**** EXCERPT TO READ

“Steve Noble [‘s] armoury of textures and tones is an acoustic mirror of [Ikue] Mori’s electronica, and just as spellbinding. He attacks his orthodox, loose-skinned drum kit from all angles, lays upturned gongs on the drumheads and is a master of orthodoxy as well as the avant-garde. His duet with Mori was the evening’s highlight, a pulsating welter of scrapes, thumps and press rolls interrupted by silences made sinister by the tick of an off-kilter metronome.” – Mike Hobart, Financial Times
Ikue Mori and Steve Noble first played together in 2010 at London's Cafe Oto. It was immediately evident to everyone in the room that something had clicked and a very special combination had emerged.
Apparently operating according to some sort of shared dream logic, Mori and Noble’s music is always unpredictable but never incoherent, switching suddenly between ominous abstract soundscapes and exuberant rhythmic interplay, peppered with strange recurrences, idiomatic fragments and vertiginous changes of perspective, and characterized by a strong sense of forward momentum.
From her beginnings drumming with the seminal no wave unit DNA, Mori has always had a distinctively percussive sensibility, and her deft electronic manipulations merge perfectly with Noble’s fiercely physical handiwork. Drums and their digital double: the similarities and differences overlap and interrupt, crystallize and dissolve, split and converge into a fast-flowing torrent of compelling musical activity.

********
**** MATERIAL SUPPLIED

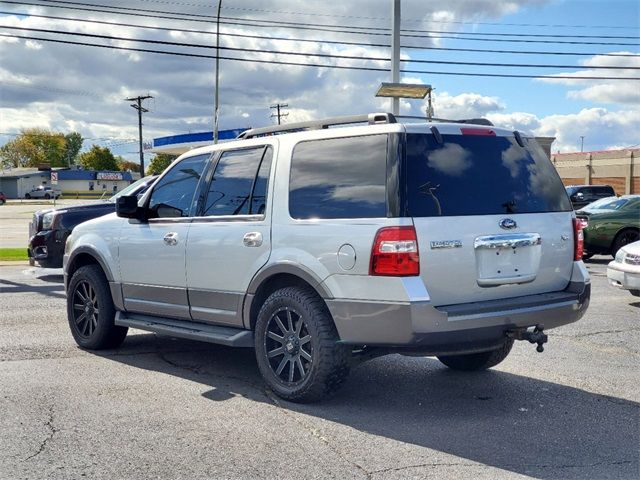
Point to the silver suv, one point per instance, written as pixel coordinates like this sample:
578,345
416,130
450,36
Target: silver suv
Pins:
319,246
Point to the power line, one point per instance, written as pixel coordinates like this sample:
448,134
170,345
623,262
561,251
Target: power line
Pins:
343,16
296,26
138,106
316,54
320,65
278,113
329,42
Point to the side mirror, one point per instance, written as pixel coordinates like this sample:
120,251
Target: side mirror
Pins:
127,207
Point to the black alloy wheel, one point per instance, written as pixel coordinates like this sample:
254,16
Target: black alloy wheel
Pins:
90,310
288,346
298,348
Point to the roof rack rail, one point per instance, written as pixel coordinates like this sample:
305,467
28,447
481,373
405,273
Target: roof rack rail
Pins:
370,118
473,121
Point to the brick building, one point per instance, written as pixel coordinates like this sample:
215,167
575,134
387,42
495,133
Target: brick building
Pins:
618,168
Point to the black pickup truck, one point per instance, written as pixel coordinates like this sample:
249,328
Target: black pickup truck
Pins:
49,228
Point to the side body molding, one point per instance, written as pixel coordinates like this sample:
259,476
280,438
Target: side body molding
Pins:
282,267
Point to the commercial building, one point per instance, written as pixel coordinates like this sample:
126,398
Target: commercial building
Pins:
618,168
74,183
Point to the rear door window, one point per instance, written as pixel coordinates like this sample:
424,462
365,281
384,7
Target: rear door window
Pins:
479,175
339,178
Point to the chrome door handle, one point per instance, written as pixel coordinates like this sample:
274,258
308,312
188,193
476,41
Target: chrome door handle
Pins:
511,240
171,239
252,239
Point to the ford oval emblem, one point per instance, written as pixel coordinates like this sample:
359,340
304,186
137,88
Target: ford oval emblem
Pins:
508,224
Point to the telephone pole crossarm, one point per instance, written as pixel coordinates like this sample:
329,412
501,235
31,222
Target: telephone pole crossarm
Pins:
279,115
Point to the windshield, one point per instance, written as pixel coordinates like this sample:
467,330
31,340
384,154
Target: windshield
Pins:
131,189
479,175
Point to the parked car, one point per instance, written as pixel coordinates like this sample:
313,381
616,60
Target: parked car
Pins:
49,228
326,245
583,195
609,224
624,271
44,191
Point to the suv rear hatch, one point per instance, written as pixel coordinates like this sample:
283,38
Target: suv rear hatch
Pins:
492,217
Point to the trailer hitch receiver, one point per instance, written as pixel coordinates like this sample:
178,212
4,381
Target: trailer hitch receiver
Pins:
532,334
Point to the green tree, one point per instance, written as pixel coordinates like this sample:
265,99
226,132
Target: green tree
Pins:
72,147
98,158
159,163
33,147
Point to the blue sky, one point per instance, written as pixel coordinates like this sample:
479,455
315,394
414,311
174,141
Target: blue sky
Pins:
79,88
532,95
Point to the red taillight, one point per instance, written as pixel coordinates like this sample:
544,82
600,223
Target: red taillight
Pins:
478,131
578,239
395,252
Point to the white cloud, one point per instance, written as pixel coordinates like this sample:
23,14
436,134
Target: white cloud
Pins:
624,92
465,105
84,88
602,129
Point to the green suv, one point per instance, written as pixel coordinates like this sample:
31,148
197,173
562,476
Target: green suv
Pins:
610,224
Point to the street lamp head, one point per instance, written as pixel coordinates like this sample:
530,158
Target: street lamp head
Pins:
403,90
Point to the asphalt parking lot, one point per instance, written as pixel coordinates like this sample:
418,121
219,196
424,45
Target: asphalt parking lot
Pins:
166,408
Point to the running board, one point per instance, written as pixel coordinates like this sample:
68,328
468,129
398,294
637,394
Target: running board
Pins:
230,336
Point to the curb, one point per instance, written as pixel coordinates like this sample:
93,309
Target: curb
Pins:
14,263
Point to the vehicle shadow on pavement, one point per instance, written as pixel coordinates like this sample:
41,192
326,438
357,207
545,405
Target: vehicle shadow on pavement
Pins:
54,290
516,423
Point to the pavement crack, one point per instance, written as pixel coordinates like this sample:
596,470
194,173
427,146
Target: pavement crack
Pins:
314,432
601,332
52,430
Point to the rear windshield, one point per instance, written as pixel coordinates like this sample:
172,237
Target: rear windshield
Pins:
479,175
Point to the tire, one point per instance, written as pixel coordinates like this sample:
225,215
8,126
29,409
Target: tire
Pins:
624,237
91,312
478,361
309,363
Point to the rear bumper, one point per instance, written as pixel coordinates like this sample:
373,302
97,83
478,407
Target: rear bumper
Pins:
45,249
457,328
624,276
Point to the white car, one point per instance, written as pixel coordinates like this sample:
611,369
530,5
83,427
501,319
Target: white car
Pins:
624,271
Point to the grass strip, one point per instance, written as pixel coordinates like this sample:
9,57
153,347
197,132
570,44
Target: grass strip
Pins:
13,254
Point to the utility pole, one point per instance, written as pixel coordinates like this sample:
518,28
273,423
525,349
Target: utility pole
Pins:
430,112
278,106
395,53
216,106
138,106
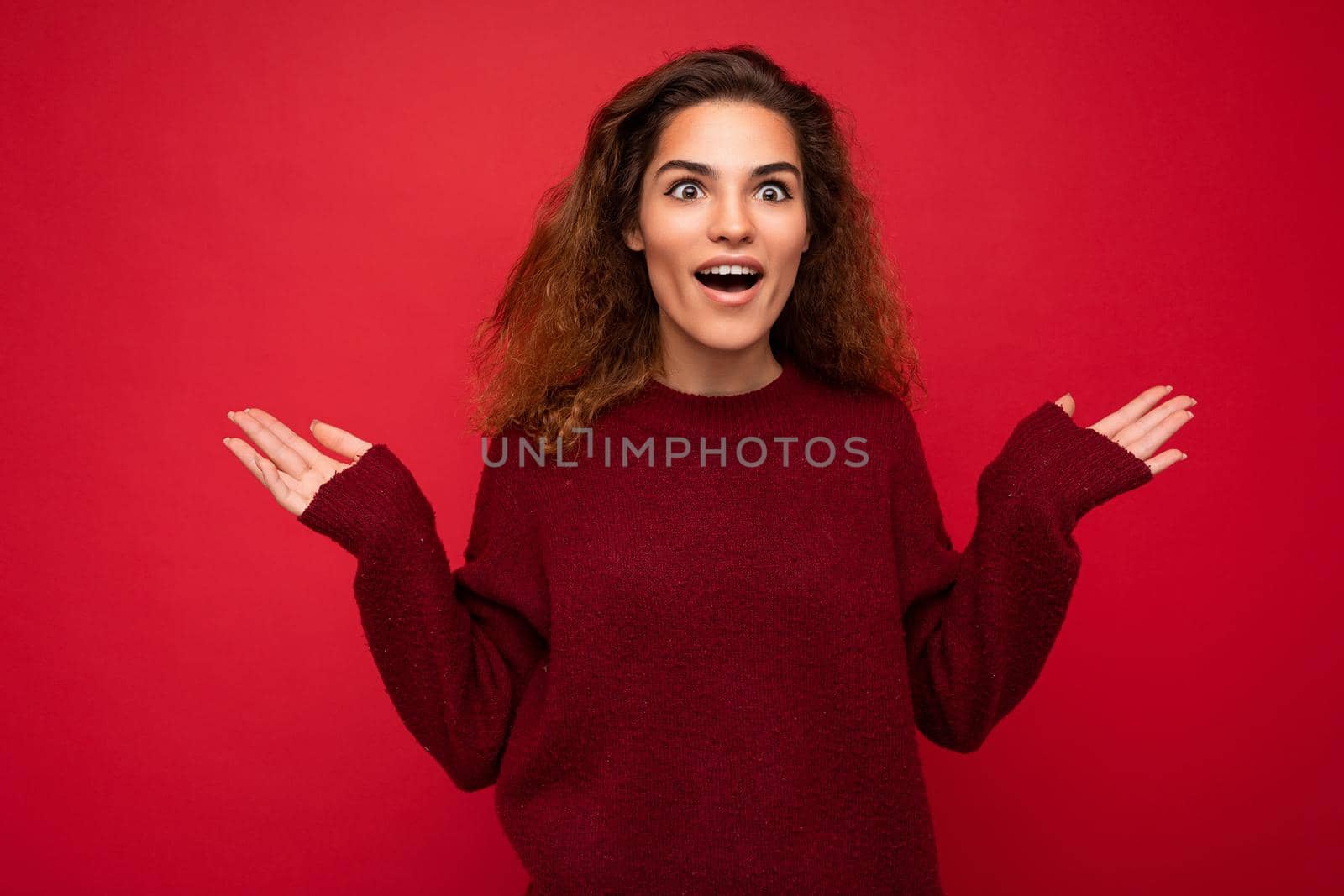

********

# WORK REQUIRED
In the piece on Ikue Mori and Steve Noble, where and in what year did the two first play together?

# OUTPUT BELOW
At London's Cafe Oto, in 2010.